## TEXT SEGMENT

****************************************

10. Brazil is the eye of a perfect storm for a far right breakthrough. The sorts of difficulties contributing to Bolsonaro's rise are not unique to Brazil, but how they have fallen together are. We've seen centre left collapses in Europe but these have mostly been well after the crisis point of the economic crash. In Brazil, growth might be back but unemployment is still incredibly large - a particularly fortuitous moment for an ambitious rabble rouser like Bolsonaro. But what Brazil has that we haven't seen elsewhere, except in the US and Hungary, is a collapsing of traditional bourgeois politics into the far right train. Despite serving their interests faithfully in 13 years of government, significant sections of business - an alliance of mostly landed interests and those tied up with finance and the internationalisation of capital - would rather see a violent and threatening authoritarian in power than the mildest of social democratic governments. That underlines the political bankruptcy of the Brazilian ruing class, but comes as a warning to the rest of us. If they can, the rich and powerful elites of Western nations could more than live with such a political settlement.


Anonymous said...

This is a fine enough post, but I don't think you fully appreciate just how bad an extreme-right Brazil has been for global social democracy, and how bad a quasi-fascist Brazil could be. Remember that Brazil was the first Latin American country to go the Pinochet route.

In other words, I'm calling for panic, I suppose.

Phil said...

Yes, it's certainly a qualitative break through that will help normalise this kind of politics further. Reaction everywhere is going to draw strength from this.

Re: the 10 points, as someone has pointed out on Facebook I have missed out soaring crime. This has to be properly considered too.

Tmb said...

We haven't really seen the left collapse, it has merely been infiltrated by fake privileged 'lefties' who have undermined working class left politics and so emboldened the right. This has been done purposefully to create a hard right global neoliberal economy, that benefits the very wealthy and the affluent middle class. The danger of course is that as the right have been emboldened by a purposefully fractured left, there has been a rise in some places of right wing parties that are getting votes, more because people are disillusioned with the whole political system and economic system than because of a real belief in right wing politics.

We live in an age sheisters, crooks, the unprincipled and political pygmies, and the more unprincipled and money oriented they are, the higher they rise.

Jill said...

****************************************

Pointing dataset rows:
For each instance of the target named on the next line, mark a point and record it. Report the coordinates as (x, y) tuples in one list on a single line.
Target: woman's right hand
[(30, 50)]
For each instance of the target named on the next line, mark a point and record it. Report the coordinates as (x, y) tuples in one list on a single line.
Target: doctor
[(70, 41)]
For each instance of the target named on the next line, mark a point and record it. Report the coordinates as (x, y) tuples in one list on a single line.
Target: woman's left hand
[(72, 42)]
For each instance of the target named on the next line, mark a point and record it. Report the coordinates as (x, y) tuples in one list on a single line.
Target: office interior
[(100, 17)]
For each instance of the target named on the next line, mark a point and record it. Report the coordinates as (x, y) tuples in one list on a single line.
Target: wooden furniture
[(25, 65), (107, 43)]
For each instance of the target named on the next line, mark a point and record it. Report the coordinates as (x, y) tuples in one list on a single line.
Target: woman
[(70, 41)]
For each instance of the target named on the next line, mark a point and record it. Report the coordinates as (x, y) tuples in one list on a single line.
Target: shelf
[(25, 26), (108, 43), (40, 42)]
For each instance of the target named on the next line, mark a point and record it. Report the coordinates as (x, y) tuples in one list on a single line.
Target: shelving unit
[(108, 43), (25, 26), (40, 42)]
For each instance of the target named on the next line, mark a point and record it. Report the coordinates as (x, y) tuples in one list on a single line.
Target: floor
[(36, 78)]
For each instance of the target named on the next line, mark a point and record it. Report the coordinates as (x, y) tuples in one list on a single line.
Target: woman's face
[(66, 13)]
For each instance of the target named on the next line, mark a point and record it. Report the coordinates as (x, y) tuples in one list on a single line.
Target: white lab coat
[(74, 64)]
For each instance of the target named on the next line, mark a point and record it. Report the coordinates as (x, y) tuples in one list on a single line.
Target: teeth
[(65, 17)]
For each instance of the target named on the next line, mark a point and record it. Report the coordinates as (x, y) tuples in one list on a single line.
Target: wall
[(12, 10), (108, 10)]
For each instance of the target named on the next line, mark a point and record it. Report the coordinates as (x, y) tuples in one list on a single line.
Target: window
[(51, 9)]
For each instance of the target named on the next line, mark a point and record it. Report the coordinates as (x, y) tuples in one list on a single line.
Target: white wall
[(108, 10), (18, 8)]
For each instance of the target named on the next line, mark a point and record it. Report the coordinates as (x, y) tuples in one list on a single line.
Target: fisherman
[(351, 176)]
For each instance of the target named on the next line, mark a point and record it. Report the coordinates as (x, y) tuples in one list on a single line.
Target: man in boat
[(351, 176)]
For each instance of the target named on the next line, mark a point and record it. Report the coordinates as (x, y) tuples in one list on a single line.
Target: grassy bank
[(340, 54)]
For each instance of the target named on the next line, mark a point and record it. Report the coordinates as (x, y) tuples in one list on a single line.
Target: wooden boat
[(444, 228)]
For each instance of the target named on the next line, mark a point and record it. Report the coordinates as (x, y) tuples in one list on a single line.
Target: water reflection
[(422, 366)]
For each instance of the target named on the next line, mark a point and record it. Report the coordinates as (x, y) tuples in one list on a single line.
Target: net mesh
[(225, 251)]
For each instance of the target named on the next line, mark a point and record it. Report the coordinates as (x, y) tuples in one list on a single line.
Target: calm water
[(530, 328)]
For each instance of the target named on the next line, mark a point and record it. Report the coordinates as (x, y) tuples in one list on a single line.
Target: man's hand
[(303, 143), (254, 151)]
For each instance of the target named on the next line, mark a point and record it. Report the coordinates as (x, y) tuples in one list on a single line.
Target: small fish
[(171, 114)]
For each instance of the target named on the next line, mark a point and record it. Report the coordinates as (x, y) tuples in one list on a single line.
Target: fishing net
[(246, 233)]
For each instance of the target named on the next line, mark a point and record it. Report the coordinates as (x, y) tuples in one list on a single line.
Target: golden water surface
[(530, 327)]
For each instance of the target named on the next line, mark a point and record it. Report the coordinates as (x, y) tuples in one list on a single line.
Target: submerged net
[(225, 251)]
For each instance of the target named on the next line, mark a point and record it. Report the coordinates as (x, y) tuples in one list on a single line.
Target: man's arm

****************************************

## DIRECTIONS
**A.** Answer these questions about the Bolsonaro text:
(i) Besides Brazil, which countries does the post name as having seen traditional bourgeois politics collapse into the far right?
(ii) For how many years of government does the post say business interests were served faithfully?
(iii) What factor does Phil say was left out of the 10 points?
**B.** Write the next part of the Bolsonaro text, picking up right after its final line.

## WRITTEN RESPONSES
**A.**
(i) The US and Hungary.
(ii) 13 years.
(iii) Soaring crime.

**B.**
It would seem to me that the UK result must to a certain extent rely on finding a way to educate - and pluck an unselfish, responsible media out of the Hat of Truth. There are enough people who would to wish it to be done. Are there, however, enough potentially unselfish, fearless and honest journalists willing to stand tall, wearing and talking through such a revolutionary hat; and to be recognised -even lauded - for their achievement?


1729torus said...

Because of geography, Brazil has problems with infrastructure and inflation. Any economic growth can result in roads becoming clogged with trucks etc and so on. If you look at pictures of Rio de Janerio, you can see that it literally has no space to grow because of cliffs.

So a hard money policy can be defended from a leftwing perspective if the aim is to protect people on lower incomes from price rises.

The same factors resulted in Brazil being dominated by low-productivity and economic inequality.

Blissex said...

«Are there, however, enough potentially unselfish, fearless and honest journalists willing to stand tall, wearing and talking through such a revolutionary hat; and to be recognised -even lauded - for their achievement?»

Rather than recognise them and laud them, are you willing to pay their salaries?

The big business and property interests are very willing to do that, because who pays the piper calls the tunes.

If enough less rich people were willing to pay a little each to get good journalism it would be nice, but recognition and lauds don't support a family...

Blissex said...

«If they can, the rich and powerful elites of Western nations could more than live with such a political settlement.»

That's exactly what happened in Italy with Mussolini and in Spain with Franco and in Chile with Pinochet. So indeed.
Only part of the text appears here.